▶ WHAT NEEDS TO BE DONE: Convert the listing below, starting at its first line and ending at the line that contains "135), (240, 135)]", into a Markdown table with the columns Row and Line: one numbered row per line, with blank lines skipped. Leave the pictures out of the table.

▶ EXERCISE INPUTS:

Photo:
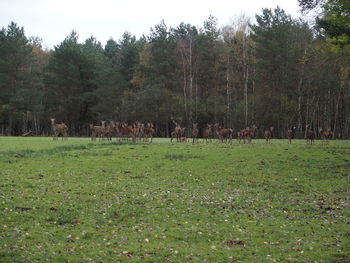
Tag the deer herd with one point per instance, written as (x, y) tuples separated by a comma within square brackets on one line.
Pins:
[(139, 131)]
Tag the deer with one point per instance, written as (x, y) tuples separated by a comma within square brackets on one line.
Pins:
[(148, 131), (249, 133), (223, 134), (178, 131), (126, 131), (108, 129), (268, 135), (59, 129), (290, 134), (208, 133), (195, 132), (310, 135), (97, 131), (325, 135), (240, 135)]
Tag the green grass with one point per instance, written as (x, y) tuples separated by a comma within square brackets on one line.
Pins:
[(78, 201)]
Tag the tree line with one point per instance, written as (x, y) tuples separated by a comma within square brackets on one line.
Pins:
[(277, 72)]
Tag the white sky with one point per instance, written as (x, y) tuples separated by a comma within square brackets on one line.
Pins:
[(53, 20)]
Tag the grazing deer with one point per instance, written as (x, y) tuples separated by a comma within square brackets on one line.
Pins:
[(268, 135), (223, 134), (59, 129), (240, 135), (126, 131), (290, 134), (248, 133), (208, 133), (178, 131), (172, 136), (325, 135), (148, 131), (183, 139), (195, 132), (310, 135), (108, 129), (98, 131)]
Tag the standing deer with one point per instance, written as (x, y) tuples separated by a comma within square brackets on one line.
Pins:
[(290, 134), (223, 134), (249, 133), (178, 131), (325, 135), (268, 135), (240, 134), (310, 135), (148, 131), (208, 133), (195, 132), (97, 131), (59, 129)]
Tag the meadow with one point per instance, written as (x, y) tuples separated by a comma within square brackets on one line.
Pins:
[(83, 201)]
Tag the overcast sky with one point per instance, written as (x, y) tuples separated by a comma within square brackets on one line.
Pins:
[(53, 20)]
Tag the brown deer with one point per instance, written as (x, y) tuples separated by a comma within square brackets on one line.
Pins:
[(268, 135), (97, 131), (325, 135), (126, 131), (240, 135), (178, 131), (148, 131), (108, 129), (195, 132), (291, 134), (183, 139), (59, 129), (310, 135), (248, 133), (208, 133), (223, 134)]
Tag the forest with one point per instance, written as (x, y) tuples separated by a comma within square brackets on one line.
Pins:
[(278, 71)]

▶ REPLY TO THE TASK:
| Row | Line |
|---|---|
| 1 | Photo: |
| 2 | Tag the deer herd with one point per instance, written as (x, y) tuples separated by a comma within square brackets on one line. |
| 3 | Pins: |
| 4 | [(139, 131)] |
| 5 | Tag the deer with one point per instance, written as (x, y) tuples separated by a comma within square brackets on one line. |
| 6 | Pins: |
| 7 | [(148, 131), (249, 133), (223, 134), (178, 131), (126, 131), (108, 129), (268, 135), (59, 129), (290, 134), (208, 133), (195, 132), (310, 135), (97, 131), (325, 135), (240, 135)] |